What the task requires: For every line in the entries that contains "segment", show the whole line.

Supplied material:
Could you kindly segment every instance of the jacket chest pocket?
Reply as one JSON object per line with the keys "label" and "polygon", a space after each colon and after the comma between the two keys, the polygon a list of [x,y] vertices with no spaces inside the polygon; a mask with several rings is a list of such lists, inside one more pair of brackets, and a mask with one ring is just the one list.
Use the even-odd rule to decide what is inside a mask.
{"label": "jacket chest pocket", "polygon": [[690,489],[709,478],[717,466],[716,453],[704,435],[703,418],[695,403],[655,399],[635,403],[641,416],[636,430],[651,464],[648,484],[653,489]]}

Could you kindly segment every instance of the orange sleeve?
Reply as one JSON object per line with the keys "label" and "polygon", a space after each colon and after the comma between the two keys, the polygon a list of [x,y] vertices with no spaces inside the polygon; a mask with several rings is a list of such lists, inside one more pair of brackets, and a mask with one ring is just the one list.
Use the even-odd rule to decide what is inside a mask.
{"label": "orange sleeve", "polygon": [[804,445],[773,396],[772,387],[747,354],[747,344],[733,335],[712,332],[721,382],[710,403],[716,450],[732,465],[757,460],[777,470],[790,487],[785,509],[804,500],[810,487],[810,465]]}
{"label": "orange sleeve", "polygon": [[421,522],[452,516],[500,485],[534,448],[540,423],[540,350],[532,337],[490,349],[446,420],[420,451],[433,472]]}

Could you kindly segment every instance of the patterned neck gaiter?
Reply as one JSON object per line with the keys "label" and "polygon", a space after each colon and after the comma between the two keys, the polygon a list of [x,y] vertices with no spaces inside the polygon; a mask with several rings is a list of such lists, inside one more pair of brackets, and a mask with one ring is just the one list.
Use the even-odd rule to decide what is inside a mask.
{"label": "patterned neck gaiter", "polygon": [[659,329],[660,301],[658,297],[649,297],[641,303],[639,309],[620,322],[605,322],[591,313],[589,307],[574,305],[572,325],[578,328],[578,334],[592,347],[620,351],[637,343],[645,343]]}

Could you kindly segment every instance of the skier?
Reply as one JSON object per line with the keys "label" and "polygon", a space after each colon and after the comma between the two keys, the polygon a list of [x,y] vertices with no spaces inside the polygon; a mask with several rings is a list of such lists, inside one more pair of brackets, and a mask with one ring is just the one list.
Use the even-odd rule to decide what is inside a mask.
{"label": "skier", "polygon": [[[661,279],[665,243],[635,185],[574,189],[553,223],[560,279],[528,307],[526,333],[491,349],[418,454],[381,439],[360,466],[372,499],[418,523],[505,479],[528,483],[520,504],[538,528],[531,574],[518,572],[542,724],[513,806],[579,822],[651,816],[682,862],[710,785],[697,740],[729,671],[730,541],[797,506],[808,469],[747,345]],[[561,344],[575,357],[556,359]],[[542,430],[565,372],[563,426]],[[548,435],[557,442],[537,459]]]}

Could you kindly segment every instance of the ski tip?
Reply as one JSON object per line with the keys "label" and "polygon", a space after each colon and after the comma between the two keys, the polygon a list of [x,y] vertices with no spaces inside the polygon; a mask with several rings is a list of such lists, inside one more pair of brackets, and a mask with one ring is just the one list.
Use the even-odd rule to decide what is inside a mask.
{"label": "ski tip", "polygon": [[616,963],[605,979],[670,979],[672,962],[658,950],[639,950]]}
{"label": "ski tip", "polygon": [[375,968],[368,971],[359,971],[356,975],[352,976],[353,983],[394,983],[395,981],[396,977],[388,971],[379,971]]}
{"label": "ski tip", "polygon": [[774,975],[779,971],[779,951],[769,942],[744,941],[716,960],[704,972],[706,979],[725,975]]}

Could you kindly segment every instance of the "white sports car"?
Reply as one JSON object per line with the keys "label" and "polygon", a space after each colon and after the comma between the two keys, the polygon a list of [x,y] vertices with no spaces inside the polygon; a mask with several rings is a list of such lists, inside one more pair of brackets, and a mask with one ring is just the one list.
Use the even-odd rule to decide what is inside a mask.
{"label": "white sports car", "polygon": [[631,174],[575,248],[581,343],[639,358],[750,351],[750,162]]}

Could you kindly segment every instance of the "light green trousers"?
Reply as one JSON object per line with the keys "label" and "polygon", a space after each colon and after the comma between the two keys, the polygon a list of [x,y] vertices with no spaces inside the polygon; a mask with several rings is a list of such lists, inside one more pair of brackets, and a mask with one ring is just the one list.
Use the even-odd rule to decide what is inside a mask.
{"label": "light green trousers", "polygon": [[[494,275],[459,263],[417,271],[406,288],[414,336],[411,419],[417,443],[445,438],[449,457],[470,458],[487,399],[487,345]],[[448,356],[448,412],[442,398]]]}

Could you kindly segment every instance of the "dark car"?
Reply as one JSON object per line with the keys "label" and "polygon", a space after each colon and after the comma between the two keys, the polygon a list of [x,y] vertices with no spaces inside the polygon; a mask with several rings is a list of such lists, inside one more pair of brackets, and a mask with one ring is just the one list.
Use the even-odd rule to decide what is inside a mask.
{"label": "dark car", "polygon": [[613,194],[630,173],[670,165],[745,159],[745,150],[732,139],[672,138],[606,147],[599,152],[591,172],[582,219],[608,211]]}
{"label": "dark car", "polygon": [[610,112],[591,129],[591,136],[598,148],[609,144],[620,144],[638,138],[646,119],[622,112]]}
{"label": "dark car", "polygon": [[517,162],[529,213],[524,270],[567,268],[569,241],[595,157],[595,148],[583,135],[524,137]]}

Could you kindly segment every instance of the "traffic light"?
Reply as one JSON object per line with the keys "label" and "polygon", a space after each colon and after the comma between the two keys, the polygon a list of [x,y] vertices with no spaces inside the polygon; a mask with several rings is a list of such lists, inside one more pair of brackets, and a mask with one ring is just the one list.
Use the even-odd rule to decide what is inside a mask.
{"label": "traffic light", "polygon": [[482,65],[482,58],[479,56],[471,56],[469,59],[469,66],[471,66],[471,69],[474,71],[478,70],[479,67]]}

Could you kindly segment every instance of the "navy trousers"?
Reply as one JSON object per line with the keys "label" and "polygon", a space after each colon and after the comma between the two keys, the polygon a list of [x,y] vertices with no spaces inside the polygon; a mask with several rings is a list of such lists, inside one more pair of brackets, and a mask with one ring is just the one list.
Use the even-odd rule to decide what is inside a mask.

Expected answer:
Could you kindly segment every instance of the jacket chest pocket?
Could you kindly segment every instance of the orange sleeve?
Could you kindly segment every instance of the patterned neck gaiter?
Could you kindly segment every instance of the skier?
Could you kindly segment every instance of the ski tip?
Could you kindly segment every instance of the "white sports car"?
Could you kindly segment every instance of the "light green trousers"?
Could you kindly segment every instance of the "dark car"?
Could you kindly segment every instance of the "traffic light"?
Could you kindly segment every instance of the "navy trousers"?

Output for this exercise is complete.